Rewrite the part that opens with the line containing "Can you find the yellow bird" and closes with the line containing "pixel 561 575", changing every "Place a pin on each instance" to "Mark every spot where it appears" and leaving everything else as it is.
=-=-=-=-=
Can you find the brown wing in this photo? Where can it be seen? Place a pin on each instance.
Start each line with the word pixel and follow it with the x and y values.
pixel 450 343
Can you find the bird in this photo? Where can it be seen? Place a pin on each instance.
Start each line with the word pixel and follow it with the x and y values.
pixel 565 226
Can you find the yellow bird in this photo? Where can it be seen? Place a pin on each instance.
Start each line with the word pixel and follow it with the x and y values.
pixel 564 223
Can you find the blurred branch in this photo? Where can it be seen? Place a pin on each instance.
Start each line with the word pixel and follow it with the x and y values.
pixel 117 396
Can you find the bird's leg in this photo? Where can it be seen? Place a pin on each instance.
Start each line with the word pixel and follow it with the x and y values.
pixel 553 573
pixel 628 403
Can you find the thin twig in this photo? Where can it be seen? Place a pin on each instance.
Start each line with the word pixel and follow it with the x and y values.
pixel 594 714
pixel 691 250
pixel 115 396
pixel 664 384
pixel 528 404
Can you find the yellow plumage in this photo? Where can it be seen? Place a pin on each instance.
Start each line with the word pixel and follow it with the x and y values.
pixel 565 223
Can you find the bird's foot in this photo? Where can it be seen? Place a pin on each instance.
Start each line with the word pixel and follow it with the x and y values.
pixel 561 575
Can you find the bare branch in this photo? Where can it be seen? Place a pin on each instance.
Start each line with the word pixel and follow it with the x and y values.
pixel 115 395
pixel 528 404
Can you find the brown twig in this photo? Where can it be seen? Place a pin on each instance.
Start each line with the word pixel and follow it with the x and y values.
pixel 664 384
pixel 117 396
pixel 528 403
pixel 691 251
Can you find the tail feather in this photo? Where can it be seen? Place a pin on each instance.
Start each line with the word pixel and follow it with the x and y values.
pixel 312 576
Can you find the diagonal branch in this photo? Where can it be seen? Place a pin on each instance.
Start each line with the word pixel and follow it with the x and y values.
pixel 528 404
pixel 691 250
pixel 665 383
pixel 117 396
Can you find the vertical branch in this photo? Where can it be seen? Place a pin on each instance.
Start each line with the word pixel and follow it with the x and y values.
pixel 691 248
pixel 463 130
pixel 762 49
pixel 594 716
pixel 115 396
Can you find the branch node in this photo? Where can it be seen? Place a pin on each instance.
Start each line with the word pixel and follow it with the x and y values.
=-=-=-=-=
### Solution
Can you find the yellow bird in this photo? Where can it be seen? Mark every spot where it appears.
Start each line with the word pixel and follow it with the x and y values.
pixel 564 223
Can you find the blurred branch in this photo? Where can it be seen? Mark every spot where it appears.
Start each line with the word pixel and follow it with the x and y values.
pixel 117 396
Can you find the bird's leg in this photo? Where can it be seen? Mark every spot where it appears.
Start each line with the word pixel and follow it with the x and y values.
pixel 553 573
pixel 628 403
Can you find the thin twig in this photo? Where can it be seen? Mark every spot where it appears.
Start each line with the word pixel and follow it with the x and y values.
pixel 594 714
pixel 691 250
pixel 115 396
pixel 664 384
pixel 528 404
Can you find the yellow plumage in this photo? Where can it be seen? Mark every spot where it appears.
Start each line with the word pixel and follow it with the x and y values.
pixel 565 223
Can you find the bird's foot in this photo? Where can it be seen? Mark every spot where it appears.
Start each line with the word pixel and follow it with the x and y values.
pixel 561 575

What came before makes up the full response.